▶ [Instructions to follow] Pick out every line of the material that contains the word "query", and copy each one. Case counts.
** begin Available records **
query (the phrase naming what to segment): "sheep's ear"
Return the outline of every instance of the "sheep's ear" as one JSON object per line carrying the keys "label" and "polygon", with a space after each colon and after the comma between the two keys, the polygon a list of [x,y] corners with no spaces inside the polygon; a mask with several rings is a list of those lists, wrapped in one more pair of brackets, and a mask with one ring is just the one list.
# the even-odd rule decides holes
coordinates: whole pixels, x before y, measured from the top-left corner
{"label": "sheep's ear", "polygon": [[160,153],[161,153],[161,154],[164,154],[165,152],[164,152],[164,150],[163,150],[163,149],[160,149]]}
** end Available records **
** begin Available records **
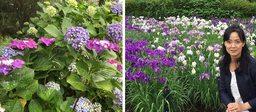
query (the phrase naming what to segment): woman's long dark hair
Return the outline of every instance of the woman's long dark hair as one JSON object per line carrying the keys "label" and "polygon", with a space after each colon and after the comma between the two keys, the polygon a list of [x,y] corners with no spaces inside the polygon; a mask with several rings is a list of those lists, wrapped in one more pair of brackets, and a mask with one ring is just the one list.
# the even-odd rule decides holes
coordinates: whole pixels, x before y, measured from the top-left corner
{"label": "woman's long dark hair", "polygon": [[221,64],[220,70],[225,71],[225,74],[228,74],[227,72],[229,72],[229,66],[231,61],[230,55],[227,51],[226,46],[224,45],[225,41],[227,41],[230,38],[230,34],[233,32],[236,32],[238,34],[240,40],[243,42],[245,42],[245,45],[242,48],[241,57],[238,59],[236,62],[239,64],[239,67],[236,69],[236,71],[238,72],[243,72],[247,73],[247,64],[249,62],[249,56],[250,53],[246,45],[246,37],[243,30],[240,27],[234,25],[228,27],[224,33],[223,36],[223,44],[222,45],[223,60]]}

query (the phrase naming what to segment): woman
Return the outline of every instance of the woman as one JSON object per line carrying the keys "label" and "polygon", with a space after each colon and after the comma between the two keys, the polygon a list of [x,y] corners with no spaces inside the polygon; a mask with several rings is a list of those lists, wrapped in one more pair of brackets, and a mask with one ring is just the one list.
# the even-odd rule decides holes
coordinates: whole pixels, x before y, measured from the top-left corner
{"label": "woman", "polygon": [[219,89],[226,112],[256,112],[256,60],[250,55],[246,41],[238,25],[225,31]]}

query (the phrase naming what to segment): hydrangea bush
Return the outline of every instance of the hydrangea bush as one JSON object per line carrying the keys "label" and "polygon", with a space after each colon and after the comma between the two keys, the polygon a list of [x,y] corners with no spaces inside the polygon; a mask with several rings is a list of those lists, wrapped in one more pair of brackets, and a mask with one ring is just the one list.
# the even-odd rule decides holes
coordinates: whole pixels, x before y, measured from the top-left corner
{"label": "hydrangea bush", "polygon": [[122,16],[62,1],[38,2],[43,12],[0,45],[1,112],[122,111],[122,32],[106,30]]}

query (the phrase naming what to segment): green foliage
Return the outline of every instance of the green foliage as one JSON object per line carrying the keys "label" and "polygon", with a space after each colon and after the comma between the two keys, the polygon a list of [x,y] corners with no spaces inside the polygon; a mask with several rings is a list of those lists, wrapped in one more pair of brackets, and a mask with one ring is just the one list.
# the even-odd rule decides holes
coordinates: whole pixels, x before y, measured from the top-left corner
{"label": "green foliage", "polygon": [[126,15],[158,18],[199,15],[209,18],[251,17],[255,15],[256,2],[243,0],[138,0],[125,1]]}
** end Available records **
▶ [Solution for this problem]
query (the phrase naming what to segment): "sheep's ear"
query (the phrase naming what to segment): woman's long dark hair
query (the phrase naming what to segment): woman
query (the phrase naming what to segment): hydrangea bush
query (the phrase naming what to segment): green foliage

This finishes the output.